WRITTEN TASK 1.
In the art news excerpt, who curated the Five Issues of Studio International exhibition at Raven Row?

Adorno and Art received a favourable (and unsolicited) review in the November issue of Art Monthly (2014). David Ryan wrote, “[O]ne senses throughout that Hellings is testing his own ideas and critical persuasions through, and with, Adorno, which is illuminating in the light of his rather good discussion of subjectivity and objectivity within both aesthetic theory and art making in general.’ ‘[Hellings] makes Adorno’s thought vivid for the present, especially in his attempts to think through contemporary artistic and political practices.”

Alongside his extensive teaching commitments between two art schools (Camberwell College of Arts and Birmingham School of Art), Hellings is currently researching and writing an article, which presents a clear and distinctive overview of Adorno’s materialist-dialectical aesthetic theory of art’s aura, together with Walter Benjamin’s critique thereof, in relation to contemporary art (Susan Hiller, Tacita Dean, Hito Steyerl). The article revises this important historical debate for the present situation of art and theory (Jacques Rancière, Peter Osborne, Jörg Heiser).

Hellings is particularly interested in working with progressive contemporary art practices and his research interests include: political (Marxian) social histories and theories of modern and contemporary art, aesthetics and continental philosophy (especially the critical theory of the Frankfurt school), the avant-garde, newness and contemporaneity. Hellings is interested in manifesting his ideas in a variety of forms and promotes the interdependency of art and theory through teaching and publishing.

Hellings will be launching his book and participating in a discussion event entitled Art, Aesthetics and Politics, Now! at South London Gallery on Friday 13th March. Professor Esther Leslie (Birkbeck), Dr Yaiza Hernández (CSM), and Professor Malcolm Quinn (CCW), will join Hellings in conversation about Frankfurt School legacies in contemporary art, aesthetics and politics.

Five Issues of Studio International

As editor of Studio International magazine from 1965-75, Peter Townsend oversaw its transformation from a mainstream Britain-centric publication into a vanguard journal chronicling some of the most radical artistic endeavours in the UK and internationally.

In a new exhibition at Raven Row curated by CCW Reader Jo Melvin, the selection of five issues from Townsend’s editorship – April 1966, May 1968, September 1969, July/August 1970 and July/August 1972 – focuses on the role of sculpture, which over this period was a vector for profound change in art: from post-constructivism and kineticism, through the abstract formalism at St Martins School of Art in London, to post-minimalism and conceptualism.

As a socialist, Townsend saw in sculpture a privileged medium to effect social change. The exhibition will revisit the role of sculpture in the definition of public space in a period when it became the flashpoint for political and social contestation. In this context, the pages of Studio International themselves played a role in shaping the debates about the limits and visibility of contemporary art. Included in Five Issues of Studio International are works by Keith Arnatt, Charles Biederman, Daniel Buren, Robyn Denny, Jan Dibbets, John Ernest, Garth Evans, Barry Flanagan, Naum Gabo, Anthony Hill, John Latham, Richard Long, Kenneth Martin, Mary Martin, Michelangelo Pistoletto, Emilio Prini, Gerry Schum, William Tucker, William Turnbull, Nicolas Schöffer, Bernard Schöttlander, Lawrence Weiner and Gillian Wise.

WRITTEN TASK 2.
Rewrite the listing from the line with "Your task: a point for each instance of the shallow" through the end of the listing, changing every "water" to "pool" and leaving everything else as it is.

Pointing and labeling listing.
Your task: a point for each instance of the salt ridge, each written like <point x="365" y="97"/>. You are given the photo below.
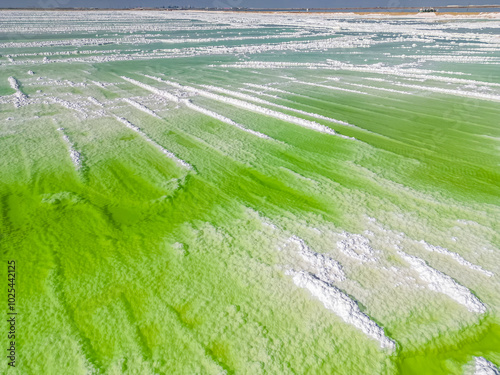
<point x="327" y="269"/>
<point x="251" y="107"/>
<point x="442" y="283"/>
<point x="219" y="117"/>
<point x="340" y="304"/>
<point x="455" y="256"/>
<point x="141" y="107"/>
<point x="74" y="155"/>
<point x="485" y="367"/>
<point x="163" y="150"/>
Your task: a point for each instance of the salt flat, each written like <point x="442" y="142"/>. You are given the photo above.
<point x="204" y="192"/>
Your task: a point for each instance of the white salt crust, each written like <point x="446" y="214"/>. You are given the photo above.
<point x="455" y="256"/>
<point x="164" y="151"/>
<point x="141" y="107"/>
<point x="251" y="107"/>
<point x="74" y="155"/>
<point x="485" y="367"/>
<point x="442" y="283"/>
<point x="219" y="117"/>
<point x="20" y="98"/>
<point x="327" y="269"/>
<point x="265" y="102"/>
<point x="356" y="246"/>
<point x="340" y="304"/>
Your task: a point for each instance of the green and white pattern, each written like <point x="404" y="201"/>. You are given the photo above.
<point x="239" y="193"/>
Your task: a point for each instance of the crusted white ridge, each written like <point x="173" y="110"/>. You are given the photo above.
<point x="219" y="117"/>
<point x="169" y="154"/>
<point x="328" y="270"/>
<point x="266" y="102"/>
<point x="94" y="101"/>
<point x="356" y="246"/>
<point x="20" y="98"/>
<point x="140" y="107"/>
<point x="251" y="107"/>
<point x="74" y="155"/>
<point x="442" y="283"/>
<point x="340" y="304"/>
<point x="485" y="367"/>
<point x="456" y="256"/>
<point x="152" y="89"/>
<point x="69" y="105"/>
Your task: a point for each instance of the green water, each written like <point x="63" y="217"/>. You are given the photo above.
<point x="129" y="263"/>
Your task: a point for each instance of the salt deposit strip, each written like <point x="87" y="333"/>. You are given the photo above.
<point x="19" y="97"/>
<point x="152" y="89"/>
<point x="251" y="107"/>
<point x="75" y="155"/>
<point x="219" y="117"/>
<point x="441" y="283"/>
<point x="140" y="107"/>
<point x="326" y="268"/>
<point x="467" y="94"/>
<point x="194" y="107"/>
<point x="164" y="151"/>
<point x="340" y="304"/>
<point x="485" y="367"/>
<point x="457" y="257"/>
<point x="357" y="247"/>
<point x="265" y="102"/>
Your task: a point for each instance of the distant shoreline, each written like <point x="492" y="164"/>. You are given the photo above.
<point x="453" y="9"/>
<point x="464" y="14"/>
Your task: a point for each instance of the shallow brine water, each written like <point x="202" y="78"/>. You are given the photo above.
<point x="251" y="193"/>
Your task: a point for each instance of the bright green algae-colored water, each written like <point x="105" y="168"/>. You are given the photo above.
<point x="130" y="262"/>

WRITTEN RESPONSE 1.
CCW Reader Jo Melvin curated it.

WRITTEN RESPONSE 2.
Your task: a point for each instance of the shallow brine pool, each written like <point x="202" y="78"/>. You are given the photo above.
<point x="251" y="193"/>
Your task: a point for each instance of the bright green algae-colored pool, each written like <point x="105" y="168"/>. You are given the photo above.
<point x="130" y="262"/>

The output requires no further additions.